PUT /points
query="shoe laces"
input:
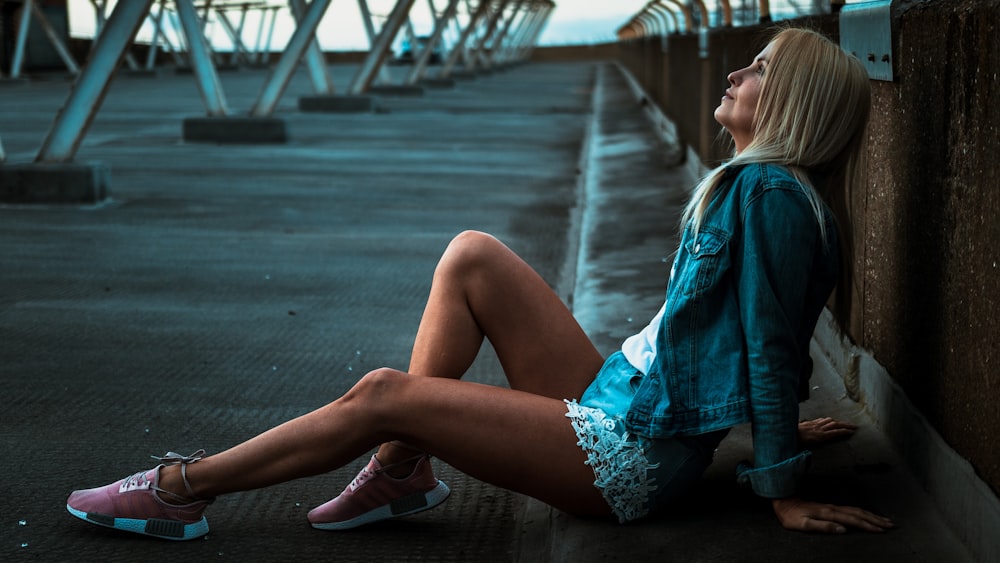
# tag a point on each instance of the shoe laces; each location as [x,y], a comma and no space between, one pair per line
[174,458]
[134,483]
[368,473]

What to produce
Rewrite the items above with every "shoe laces" replaced by "shoelaces" and everything else left as it is. Leave the picture out of your answer.

Completed task
PUT /points
query="shoelaces"
input:
# tag a point on each instance of the shoelaces; each location as [x,y], a comma and no space between, one pair per line
[174,458]
[134,483]
[368,473]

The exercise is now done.